Exercise details
Images in the records should be skipped while the rest is transcribed verbatim.
--------------------------------------------------
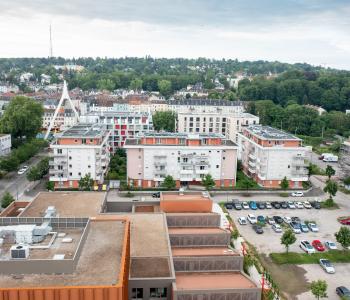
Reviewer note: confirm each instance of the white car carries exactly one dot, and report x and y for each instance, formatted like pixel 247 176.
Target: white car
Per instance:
pixel 327 266
pixel 330 245
pixel 313 227
pixel 307 247
pixel 307 205
pixel 277 228
pixel 252 219
pixel 242 220
pixel 297 194
pixel 268 205
pixel 299 205
pixel 245 205
pixel 287 220
pixel 22 170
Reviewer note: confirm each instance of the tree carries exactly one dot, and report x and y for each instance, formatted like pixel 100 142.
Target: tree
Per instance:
pixel 208 182
pixel 331 188
pixel 164 87
pixel 169 182
pixel 86 182
pixel 343 236
pixel 164 120
pixel 330 171
pixel 284 183
pixel 288 238
pixel 319 289
pixel 6 200
pixel 22 118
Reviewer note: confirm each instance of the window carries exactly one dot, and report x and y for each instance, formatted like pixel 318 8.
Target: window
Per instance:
--------------------------------------------------
Exercise response
Reviewer note: confirm each instance of the white car carries exactly one dot, and report x and y for each instance, formatted like pixel 247 176.
Target: white car
Per instance:
pixel 327 266
pixel 330 245
pixel 313 227
pixel 307 247
pixel 307 205
pixel 277 228
pixel 252 219
pixel 242 220
pixel 297 194
pixel 268 205
pixel 299 205
pixel 245 205
pixel 287 220
pixel 22 170
Reviewer note: confirm each instance of the tree carries exactly one dot, and report x and y for each instance, formatted like pixel 100 142.
Target: tree
Per instance:
pixel 208 182
pixel 331 188
pixel 164 87
pixel 169 182
pixel 86 182
pixel 343 236
pixel 164 120
pixel 330 171
pixel 284 183
pixel 288 238
pixel 319 289
pixel 6 200
pixel 22 118
Reviewer note: confirm each instance of the window carries exactly one dot, and report x and y for each instance, formatted like pixel 318 8.
Target: window
Per instance:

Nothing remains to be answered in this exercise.